Reproduce every entry below precisely. Pictures are excluded from the copy.

++++++

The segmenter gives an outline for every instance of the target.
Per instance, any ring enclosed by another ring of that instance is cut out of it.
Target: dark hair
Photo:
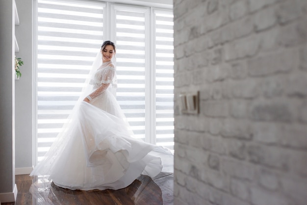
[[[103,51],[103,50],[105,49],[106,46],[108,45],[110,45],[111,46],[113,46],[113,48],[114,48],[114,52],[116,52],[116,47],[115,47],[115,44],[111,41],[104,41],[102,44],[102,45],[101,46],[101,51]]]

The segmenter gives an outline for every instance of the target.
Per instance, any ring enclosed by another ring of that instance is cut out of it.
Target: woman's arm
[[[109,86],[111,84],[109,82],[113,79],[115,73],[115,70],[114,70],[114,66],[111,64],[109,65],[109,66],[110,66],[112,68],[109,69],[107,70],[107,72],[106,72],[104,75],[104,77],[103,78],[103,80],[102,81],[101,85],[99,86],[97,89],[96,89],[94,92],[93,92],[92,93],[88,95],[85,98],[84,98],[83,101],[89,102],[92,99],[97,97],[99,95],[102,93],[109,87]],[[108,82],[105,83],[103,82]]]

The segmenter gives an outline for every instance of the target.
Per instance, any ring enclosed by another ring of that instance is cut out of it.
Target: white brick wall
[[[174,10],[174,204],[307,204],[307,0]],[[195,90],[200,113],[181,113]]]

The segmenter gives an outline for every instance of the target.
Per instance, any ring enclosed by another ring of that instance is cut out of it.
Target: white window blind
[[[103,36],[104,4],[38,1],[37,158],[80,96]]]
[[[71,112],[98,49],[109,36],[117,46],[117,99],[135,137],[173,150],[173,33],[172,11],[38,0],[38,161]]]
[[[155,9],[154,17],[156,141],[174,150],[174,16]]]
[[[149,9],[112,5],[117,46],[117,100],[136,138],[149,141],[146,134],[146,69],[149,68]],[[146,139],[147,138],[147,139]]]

++++++

▸ THE OUTPUT:
The segmenter gives an outline for every instance of the target.
Per instance, any ring enclosed by another ring of that instance is cut out of it.
Target: dark hair
Photo:
[[[103,51],[103,50],[105,49],[106,46],[108,45],[110,45],[111,46],[113,46],[113,48],[114,48],[114,52],[116,52],[116,47],[115,47],[115,44],[111,41],[104,41],[102,44],[102,45],[101,46],[101,51]]]

The segmenter gives an outline for every instance of the target.
Per instance, any ring enclosed by another ring of that instance is cut out of it.
Target: woman's arm
[[[109,86],[111,84],[109,82],[113,79],[115,73],[115,70],[114,70],[114,66],[111,64],[109,65],[109,66],[110,66],[112,68],[109,69],[107,70],[107,72],[106,72],[104,75],[104,77],[103,78],[103,80],[102,81],[101,85],[99,86],[97,89],[96,89],[94,92],[93,92],[92,93],[88,95],[85,98],[84,98],[83,101],[89,102],[92,99],[97,97],[99,95],[102,93],[109,87]],[[108,82],[105,83],[103,82]]]

The segmenter gives an outline for every instance of the target.
Per instance, any ring enclosed by another ring of that instance is cut out of it.
Target: white brick wall
[[[174,10],[174,204],[307,204],[307,0]],[[195,90],[200,113],[181,113]]]

The segmenter gives an outline for every instance of the target.
Per instance, any ring enclosed by another ring of that instance is cut out of it.
Target: white window blind
[[[103,36],[104,4],[38,1],[37,158],[80,96]]]
[[[71,112],[98,49],[109,36],[117,46],[117,99],[135,137],[173,150],[173,33],[172,11],[38,0],[38,161]]]
[[[155,9],[154,17],[156,141],[174,150],[174,16]]]
[[[149,9],[112,5],[117,46],[117,100],[136,138],[149,141],[146,134],[146,69],[149,68]],[[146,139],[147,138],[147,139]]]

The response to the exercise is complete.